Görev Tanımı 1:
Aşağıdaki ücret eşitsizliği metninde geçen tüm yüzde değerlerini, metindeki geçiş sırasına göre listeleyin.

Alıntılanan Metin:

● ● ● ● ● ● ●

Araştırmada, kadınların erkeklerden daha az Noel parası veya yılsonu başarı ikramiyesi aldıkları da belirtiliyor. Erkeklerin yüzde 57’si Noel parası alırken bu oran kadınlarda yüzde 51’e geriliyor. Yıl sonu başarı ikramiyesi ise erkeklerin yüzde 20’sine ödenirken bu oran kadınlarda yüzde 10 ile sınırlı kalıyor.

 

ÜCRET HIRSIZLIĞININ NEDENİ

Kadınlar, kadın örgütleri, sendikalar ücret eşitsizliğini gündeme getirdiklerinde ise kadınların neden aynı işi daha düşük ücretle yaptıklarına dair temelsiz gerekçeler ortaya atılıyor. Gerekçelerin başında “çalışma yaşamına aralıksız katılmadıkları için mesleklerinde kıdemli olamıyorlar” gelirken, “kadınlar aileyi, çalışma yaşamına tercih ediyorlar” gerekçesi de listenin başında yer alıyor!

Kadınların neden aileyi tercih ettikleri daha doğrusu neden böyle bir tercihi yapmak zorunda kaldıkları üzerine ise tek kelime edilmiyor. Bunun nedenini fazla araştırmaya aslında gerek yok. Nitekim yapılan araştırmalarda ortaya çıkan veriler de bu soruya da yanıt veriyor. DESTATIS’in verilerinde dikkat çeken ve bu soruya yanıt veren en önemli unsur, Batı ile Doğu Almanya arasındaki fark. Almanya genelinde yüzde 22 olan ücret farkı, Doğu’ya gidildiğinde yüzde 8’e kadar geriliyor. Sadece Batı Almanya’ya bakıldığında ise bu oranın yüzde 23 olduğu görülüyor.

● ● ● ● ● ● ●

Görev Tanımı 2:
Alıştırma verilerindeki satırlardan "Category: blue car" ifadesini içeren satırla başlayıp "pixel 390 116" ifadesini içeren satıra kadar uzananları, her iki uç dahil, hiçbir değişiklik yapmadan çıkarın.

● ● ● ● ● ● ●

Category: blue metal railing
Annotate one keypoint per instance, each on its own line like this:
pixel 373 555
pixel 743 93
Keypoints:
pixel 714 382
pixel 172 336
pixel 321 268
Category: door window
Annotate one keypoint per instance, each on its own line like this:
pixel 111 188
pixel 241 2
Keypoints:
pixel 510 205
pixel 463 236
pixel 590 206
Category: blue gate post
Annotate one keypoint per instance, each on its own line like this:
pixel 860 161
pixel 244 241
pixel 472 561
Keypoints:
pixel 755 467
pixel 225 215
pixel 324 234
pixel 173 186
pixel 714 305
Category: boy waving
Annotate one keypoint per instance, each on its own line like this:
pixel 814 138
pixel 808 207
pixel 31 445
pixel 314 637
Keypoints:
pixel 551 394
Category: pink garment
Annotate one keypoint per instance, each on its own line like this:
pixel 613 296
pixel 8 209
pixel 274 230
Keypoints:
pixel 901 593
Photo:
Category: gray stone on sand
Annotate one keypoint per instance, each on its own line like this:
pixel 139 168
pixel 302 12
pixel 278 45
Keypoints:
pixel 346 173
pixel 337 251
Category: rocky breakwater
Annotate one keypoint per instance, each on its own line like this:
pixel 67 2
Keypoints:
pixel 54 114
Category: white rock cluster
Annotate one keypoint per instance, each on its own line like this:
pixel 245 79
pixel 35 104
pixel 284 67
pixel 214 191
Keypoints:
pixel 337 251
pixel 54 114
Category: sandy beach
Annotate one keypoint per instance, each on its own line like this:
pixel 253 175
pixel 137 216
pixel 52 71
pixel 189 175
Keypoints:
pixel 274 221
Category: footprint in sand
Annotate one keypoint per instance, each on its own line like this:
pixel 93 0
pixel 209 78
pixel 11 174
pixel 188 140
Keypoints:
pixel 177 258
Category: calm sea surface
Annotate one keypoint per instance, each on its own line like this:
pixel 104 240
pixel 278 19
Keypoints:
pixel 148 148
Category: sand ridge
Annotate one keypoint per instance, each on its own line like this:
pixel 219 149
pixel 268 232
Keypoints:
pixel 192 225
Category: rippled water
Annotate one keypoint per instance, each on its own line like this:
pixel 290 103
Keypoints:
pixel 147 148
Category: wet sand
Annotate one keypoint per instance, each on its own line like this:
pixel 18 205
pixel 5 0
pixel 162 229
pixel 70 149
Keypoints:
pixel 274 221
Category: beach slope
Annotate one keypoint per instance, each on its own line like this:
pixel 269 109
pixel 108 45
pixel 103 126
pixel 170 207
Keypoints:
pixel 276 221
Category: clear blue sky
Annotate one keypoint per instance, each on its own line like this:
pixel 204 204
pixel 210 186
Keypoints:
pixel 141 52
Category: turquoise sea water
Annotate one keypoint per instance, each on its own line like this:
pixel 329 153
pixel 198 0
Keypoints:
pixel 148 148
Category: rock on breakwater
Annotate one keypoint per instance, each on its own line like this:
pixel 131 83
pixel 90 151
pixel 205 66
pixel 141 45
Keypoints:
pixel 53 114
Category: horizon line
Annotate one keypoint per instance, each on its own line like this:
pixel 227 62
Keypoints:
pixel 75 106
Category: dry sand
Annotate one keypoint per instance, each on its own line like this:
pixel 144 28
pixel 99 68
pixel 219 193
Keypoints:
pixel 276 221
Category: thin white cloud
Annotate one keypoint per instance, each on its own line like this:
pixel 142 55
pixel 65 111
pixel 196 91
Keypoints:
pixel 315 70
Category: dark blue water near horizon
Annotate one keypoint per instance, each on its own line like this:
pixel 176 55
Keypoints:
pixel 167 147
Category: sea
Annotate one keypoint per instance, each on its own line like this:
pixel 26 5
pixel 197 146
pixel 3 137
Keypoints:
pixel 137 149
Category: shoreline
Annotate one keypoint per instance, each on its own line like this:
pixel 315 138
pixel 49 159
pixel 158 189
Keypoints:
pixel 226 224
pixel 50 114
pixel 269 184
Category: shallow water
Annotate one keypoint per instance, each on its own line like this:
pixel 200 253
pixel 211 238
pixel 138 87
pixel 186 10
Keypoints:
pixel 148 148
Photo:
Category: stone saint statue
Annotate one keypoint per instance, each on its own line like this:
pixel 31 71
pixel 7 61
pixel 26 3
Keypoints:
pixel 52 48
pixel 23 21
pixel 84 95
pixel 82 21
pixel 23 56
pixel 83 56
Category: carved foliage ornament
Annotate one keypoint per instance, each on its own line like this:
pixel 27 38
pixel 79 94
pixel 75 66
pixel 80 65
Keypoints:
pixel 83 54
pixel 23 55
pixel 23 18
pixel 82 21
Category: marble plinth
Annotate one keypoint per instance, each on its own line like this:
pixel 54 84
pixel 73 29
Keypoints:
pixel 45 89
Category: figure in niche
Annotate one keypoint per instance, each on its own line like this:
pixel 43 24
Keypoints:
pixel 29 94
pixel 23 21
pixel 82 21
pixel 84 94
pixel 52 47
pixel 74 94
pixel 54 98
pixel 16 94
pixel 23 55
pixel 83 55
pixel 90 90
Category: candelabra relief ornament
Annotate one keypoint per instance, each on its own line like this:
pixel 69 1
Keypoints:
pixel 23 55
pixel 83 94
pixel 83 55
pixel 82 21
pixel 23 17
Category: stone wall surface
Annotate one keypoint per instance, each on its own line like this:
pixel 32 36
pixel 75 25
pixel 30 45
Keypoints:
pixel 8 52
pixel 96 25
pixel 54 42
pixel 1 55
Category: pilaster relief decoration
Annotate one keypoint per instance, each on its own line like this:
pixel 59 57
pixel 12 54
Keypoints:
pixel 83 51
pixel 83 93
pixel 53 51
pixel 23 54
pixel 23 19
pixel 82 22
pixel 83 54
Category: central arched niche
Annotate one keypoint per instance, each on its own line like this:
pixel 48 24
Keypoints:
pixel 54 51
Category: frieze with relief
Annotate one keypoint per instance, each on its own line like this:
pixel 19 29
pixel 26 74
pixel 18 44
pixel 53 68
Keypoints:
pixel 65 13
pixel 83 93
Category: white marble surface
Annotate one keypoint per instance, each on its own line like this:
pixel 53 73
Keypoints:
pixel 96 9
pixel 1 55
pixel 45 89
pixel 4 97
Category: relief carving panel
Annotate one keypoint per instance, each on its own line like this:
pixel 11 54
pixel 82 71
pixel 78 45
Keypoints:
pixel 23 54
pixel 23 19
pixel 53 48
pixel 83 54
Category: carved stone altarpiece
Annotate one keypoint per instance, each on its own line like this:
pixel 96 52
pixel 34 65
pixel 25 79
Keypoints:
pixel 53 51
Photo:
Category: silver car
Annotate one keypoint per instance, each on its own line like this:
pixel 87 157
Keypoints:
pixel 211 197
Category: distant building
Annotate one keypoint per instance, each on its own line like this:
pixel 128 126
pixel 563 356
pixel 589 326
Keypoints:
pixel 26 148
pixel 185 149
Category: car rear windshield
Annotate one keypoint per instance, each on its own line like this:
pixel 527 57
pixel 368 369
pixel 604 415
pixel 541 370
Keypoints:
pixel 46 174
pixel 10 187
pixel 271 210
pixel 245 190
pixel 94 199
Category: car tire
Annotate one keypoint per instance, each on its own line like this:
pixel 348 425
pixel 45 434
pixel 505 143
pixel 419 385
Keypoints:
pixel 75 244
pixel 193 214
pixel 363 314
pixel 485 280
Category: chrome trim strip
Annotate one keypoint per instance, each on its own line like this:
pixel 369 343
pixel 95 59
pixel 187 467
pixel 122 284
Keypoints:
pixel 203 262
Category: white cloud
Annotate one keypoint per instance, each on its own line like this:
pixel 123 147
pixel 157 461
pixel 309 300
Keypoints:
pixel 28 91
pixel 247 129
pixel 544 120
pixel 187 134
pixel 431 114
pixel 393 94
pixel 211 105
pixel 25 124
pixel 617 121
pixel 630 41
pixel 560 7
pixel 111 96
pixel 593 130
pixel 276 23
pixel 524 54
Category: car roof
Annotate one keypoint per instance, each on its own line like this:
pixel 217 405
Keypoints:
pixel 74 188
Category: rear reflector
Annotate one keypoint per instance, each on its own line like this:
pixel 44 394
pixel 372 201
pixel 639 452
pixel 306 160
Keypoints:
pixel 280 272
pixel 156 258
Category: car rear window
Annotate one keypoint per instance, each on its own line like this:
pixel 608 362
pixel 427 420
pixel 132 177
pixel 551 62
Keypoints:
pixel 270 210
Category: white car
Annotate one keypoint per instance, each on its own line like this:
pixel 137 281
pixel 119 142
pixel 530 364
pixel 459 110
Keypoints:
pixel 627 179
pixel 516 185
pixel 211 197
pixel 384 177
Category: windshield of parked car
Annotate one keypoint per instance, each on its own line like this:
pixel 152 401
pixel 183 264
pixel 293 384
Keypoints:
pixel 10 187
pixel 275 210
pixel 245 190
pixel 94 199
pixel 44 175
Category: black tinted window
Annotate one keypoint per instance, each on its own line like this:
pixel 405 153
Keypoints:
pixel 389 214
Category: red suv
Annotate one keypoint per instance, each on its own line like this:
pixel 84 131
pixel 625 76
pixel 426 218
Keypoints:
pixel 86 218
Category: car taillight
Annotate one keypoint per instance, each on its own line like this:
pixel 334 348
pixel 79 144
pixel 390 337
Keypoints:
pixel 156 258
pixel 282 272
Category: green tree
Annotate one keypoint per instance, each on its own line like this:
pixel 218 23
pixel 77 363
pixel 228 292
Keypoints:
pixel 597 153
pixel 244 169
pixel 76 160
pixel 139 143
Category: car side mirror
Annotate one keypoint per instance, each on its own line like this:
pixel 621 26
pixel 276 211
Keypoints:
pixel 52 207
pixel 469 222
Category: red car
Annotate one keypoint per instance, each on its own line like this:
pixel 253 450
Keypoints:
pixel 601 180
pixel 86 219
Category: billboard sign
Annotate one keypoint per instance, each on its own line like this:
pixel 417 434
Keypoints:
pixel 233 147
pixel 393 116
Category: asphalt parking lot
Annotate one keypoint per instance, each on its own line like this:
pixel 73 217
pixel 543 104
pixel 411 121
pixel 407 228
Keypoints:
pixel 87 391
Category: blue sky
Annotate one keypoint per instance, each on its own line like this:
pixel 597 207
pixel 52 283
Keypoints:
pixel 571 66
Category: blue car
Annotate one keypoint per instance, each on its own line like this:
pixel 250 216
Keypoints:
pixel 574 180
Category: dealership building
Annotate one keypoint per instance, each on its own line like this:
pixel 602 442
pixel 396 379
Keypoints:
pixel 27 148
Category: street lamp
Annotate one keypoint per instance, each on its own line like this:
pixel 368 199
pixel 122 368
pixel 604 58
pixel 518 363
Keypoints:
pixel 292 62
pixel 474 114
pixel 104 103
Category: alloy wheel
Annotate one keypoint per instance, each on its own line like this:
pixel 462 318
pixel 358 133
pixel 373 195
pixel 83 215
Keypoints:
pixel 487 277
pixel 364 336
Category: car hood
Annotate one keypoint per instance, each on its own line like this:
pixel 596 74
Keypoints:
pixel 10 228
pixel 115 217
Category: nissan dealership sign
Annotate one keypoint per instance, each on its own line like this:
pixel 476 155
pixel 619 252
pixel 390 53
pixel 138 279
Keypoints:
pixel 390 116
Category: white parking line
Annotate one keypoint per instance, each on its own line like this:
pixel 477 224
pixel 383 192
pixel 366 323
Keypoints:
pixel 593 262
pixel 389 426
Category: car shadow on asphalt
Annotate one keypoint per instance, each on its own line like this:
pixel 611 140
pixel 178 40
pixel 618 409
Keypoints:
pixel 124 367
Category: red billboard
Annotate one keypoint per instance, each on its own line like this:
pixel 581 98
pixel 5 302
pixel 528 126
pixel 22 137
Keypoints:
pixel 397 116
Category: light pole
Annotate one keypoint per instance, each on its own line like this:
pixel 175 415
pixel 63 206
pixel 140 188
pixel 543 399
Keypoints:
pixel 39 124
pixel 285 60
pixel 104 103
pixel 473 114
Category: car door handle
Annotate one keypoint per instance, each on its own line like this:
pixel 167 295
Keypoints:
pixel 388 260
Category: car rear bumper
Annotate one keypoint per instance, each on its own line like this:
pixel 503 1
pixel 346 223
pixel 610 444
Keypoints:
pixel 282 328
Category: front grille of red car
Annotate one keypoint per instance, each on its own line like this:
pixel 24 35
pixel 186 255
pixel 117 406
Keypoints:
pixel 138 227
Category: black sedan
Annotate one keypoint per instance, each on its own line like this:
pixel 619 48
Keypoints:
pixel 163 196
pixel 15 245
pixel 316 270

● ● ● ● ● ● ●

Nihai Sonuç 1:
yüzde 57
yüzde 51
yüzde 20
yüzde 10
yüzde 22
yüzde 8
yüzde 23

Nihai Sonuç 2:
Category: blue car
Annotate one keypoint per instance, each on its own line like this:
pixel 250 216
Keypoints:
pixel 574 180
Category: dealership building
Annotate one keypoint per instance, each on its own line like this:
pixel 602 442
pixel 396 379
Keypoints:
pixel 27 148
Category: street lamp
Annotate one keypoint per instance, each on its own line like this:
pixel 368 199
pixel 122 368
pixel 604 58
pixel 518 363
Keypoints:
pixel 292 62
pixel 474 114
pixel 104 103
Category: alloy wheel
Annotate one keypoint per instance, each on its own line like this:
pixel 462 318
pixel 358 133
pixel 373 195
pixel 83 215
Keypoints:
pixel 487 277
pixel 364 336
Category: car hood
Annotate one keypoint per instance, each on its own line like this:
pixel 596 74
Keypoints:
pixel 10 228
pixel 115 217
Category: nissan dealership sign
Annotate one keypoint per instance, each on its own line like this:
pixel 476 155
pixel 619 252
pixel 390 53
pixel 138 279
Keypoints:
pixel 390 116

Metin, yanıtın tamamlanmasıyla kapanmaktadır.